### Page text

[Start of section]

Hey everyone, during the last year a common question that I have been asked is “is work experience really necessary?” In my opinion the answer is certainly yes, however after answering this question people do not hesitate to immediately ask me why? Consequently, I have decided to create various blogs over the upcoming weeks and each time it is my aim to list a single dedicated reason why work experience is necessary.
Reason Number One – To gain an understanding of what area of law you wish to specialise in.
As a student you will cover various modules, ranging for example from European Union law, Commercial Law, Criminal Law and then even in your third year perhaps you have the ability to pick a few specialist modules, such as the Law of Evidence, Family Law and Medical Law etc. Therefore, it is true that as an undergraduate and even as a postgraduate, particularly if your studying an LLM you will gain an insight in regards to whether you personally enjoy an area of the law or not.
However, you may equally be aware that in reality there is a huge difference between the joys of an academic subject and the practical reality of practicing in the area of the law and if you want to become a solicitor or barrister you will be living in the real world. Consequently if you enjoy a subject academically there is on the opposite end of the scale no guarantee that this you would enjoy practicing in such an area of the law as a solicitor or barrister. One area of the law that this point appears to be applicable and evident is the Criminal Law, as an undergraduate there is no doubt that virtually all students enjoy Criminal Law, especially because the law within itself is interesting, particularly the case law. However, from my personal experience I have corresponded with various legal professionals who regularly advise students to not practice in this area of the law, mainly due to legal aid cuts but also because of the long hours, lack of preparation time for barristers and so on. However, clearly these reasons do not put people of practicing in Criminal Law and rightly so, but what I am trying to emphasise is that despite how interesting the Criminal Law is for example, practicing in this area of the law is perhaps not as enjoyable for some, but this is for a variety of reasons.

[End of section]

### Information provided
[Start of section]

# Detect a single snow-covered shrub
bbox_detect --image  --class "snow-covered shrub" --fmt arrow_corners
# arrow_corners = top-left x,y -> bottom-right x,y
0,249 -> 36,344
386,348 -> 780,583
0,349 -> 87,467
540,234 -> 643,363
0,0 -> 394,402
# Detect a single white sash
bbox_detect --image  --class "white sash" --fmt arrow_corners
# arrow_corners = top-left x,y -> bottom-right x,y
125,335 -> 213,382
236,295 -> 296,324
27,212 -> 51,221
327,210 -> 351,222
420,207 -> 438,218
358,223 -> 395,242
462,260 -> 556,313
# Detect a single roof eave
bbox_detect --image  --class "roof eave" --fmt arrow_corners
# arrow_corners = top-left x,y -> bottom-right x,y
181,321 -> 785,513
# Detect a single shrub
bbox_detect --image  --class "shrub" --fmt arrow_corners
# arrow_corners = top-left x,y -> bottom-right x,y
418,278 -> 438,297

[End of section]
[Start of section]

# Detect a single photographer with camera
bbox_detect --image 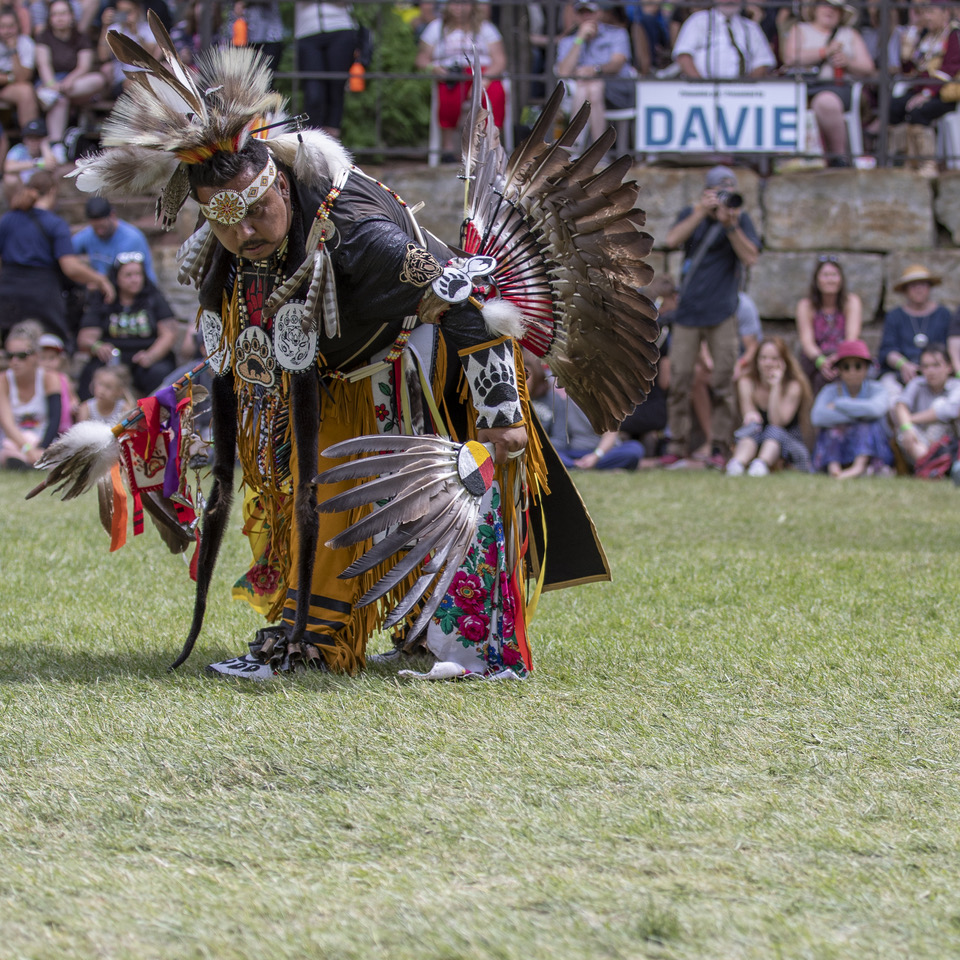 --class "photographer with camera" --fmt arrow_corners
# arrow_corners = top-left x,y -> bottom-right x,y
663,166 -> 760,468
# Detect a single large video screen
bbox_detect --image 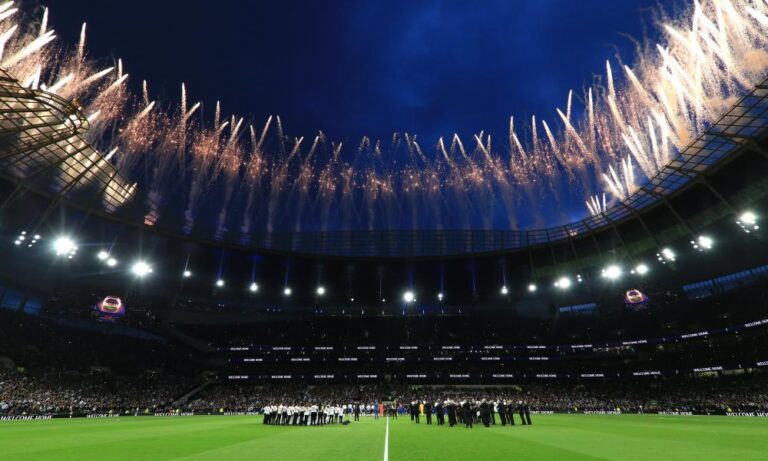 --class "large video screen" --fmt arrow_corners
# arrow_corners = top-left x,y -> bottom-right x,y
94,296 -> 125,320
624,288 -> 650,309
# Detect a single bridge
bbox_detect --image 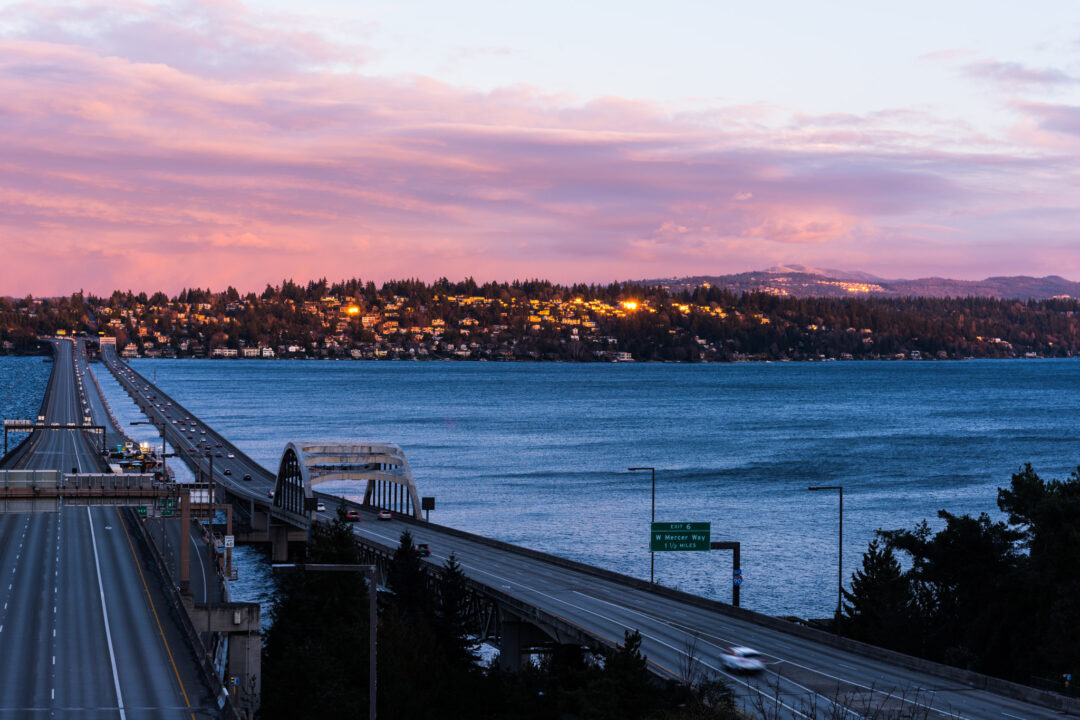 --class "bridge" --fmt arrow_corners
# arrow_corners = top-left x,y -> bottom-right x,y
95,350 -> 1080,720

[End of section]

### Your objective
Pick up the blog post on why work experience matters for law students after its last sentence, and carry on its discussion of the first reason.

### Expected answer
To prevent yourself from practicing in an area of the law in which you may find yourself not enjoying, it is now time for you to strive to get a wide variety of work experience. Work experience provides you the opportunity to see what it is like practicing in an area of the law day-in-day-out. Additionally, work experience provides you the opportunity to speak to a variety of solicitors and barristers and ask them for their advice and trust me when I say this, their advice is priceless. For example, during a few of my work experiences, the barristers who I was shadowing did not hesitate to provide me with honest and friendly advice, after all they are experts in their chosen field of law.
Furthermore, there could be an area of the law out there that you have not even contemplated practicing in. Who says you will not enjoy practicing in Sports Law for example? There is only one way to find out and that is getting work experience in a firm or chambers that specialise in Sports Law. So as a general tip, try and get as much work experience as you can in many areas of the law and when you finally decide what area of the law you wish to specialise in then tailor your future work experience applications to that area. As a result of such efforts, your CV will not only be glowing with relevant work experience, you also have the experience to explain why you wish to specialise in your chosen area of the law.